=== STORED DATA ===

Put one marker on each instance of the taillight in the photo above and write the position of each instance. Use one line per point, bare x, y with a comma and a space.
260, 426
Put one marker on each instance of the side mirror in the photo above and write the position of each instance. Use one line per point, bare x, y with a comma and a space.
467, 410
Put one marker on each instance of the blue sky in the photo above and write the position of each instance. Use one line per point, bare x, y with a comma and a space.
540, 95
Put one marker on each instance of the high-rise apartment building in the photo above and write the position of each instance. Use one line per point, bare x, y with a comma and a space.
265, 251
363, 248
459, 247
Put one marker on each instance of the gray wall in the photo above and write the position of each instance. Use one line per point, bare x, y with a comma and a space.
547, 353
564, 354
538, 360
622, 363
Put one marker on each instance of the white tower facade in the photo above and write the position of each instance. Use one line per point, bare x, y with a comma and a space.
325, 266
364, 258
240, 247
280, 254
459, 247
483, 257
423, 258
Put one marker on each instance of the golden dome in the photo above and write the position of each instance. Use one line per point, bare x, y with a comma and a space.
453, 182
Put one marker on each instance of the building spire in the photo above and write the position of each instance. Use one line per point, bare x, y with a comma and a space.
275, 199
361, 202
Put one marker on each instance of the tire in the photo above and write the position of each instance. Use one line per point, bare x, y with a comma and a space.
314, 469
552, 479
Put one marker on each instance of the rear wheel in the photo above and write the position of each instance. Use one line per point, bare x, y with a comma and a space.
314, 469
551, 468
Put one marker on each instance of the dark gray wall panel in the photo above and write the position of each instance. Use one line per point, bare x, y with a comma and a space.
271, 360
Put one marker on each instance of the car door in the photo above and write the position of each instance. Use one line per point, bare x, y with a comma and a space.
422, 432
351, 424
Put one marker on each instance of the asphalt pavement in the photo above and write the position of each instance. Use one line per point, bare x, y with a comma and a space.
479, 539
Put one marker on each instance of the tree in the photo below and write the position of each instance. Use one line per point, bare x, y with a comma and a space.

=== TASK INSTRUCTIONS ===
Turn every line of the listing above into a numbered list, leaving out any blank lines.

=== RESULT FOR THIS EXERCISE ===
1. Put one marker on each instance of the taillight in the photo above and write the position of each instance. Use one line per point, bare x, y with a comma and a space.
2. 260, 426
3. Put one marker on each instance of the side mirror in the photo above and write the position of each instance. Use one line per point, bare x, y with a comma and a space.
4. 467, 410
5. Put one marker on each instance of the blue sky in the photo above and write the position of each instance. Use one line per point, bare x, y with a comma and a space.
6. 540, 95
7. Put one marker on each instance of the high-rise apartment building in the photo above and write the position of each instance. Use one line per point, bare x, y with a comma and a space.
8. 265, 251
9. 363, 248
10. 459, 247
11. Put one marker on each instance of the gray wall in the photo above and write the position of each instance. Use one line per point, bare x, y with a comma and a space.
12. 547, 353
13. 564, 354
14. 538, 360
15. 622, 363
16. Put one marker on each instance of the white tower facade in the photo above and write the position of each instance. Use one line per point, bare x, y with a comma and a space.
17. 325, 266
18. 364, 258
19. 240, 247
20. 280, 254
21. 459, 247
22. 483, 257
23. 423, 258
24. Put one marker on each instance of the golden dome in the photo above and write the position of each instance. Use one line per point, bare x, y with a comma and a space.
25. 453, 182
26. Put one marker on each instance of the building spire in the photo above and write the position of each instance. Use one line per point, bare x, y with a comma and a space.
27. 275, 199
28. 361, 202
29. Put one marker on each instance of the tire in the photo above and write the position of each instance. Use one line per point, bare x, y with a comma and a space.
30. 314, 469
31. 552, 479
32. Put one marker on each instance of the rear wheel in the photo above and write the position of each instance. Use one line per point, bare x, y with a comma and a space.
33. 314, 469
34. 551, 468
35. Put one marker on each instance of the dark gray wall panel in the photo above and write the position of each instance. Use one line per point, bare x, y with a comma and a space.
36. 271, 360
37. Put one marker on each instance of the car door in the photo above and write the position of each instance. Use one line per point, bare x, y with a comma and a space.
38. 422, 432
39. 351, 424
40. Put one marker on each instance of the asphalt pavement in the photo above and write the position of each instance. Use one line per point, bare x, y with a comma and a space.
41. 479, 539
42. Put one marker on each instance of the tree in the photo below and write the position of each instance. Use one line per point, bare x, y with a comma and a space.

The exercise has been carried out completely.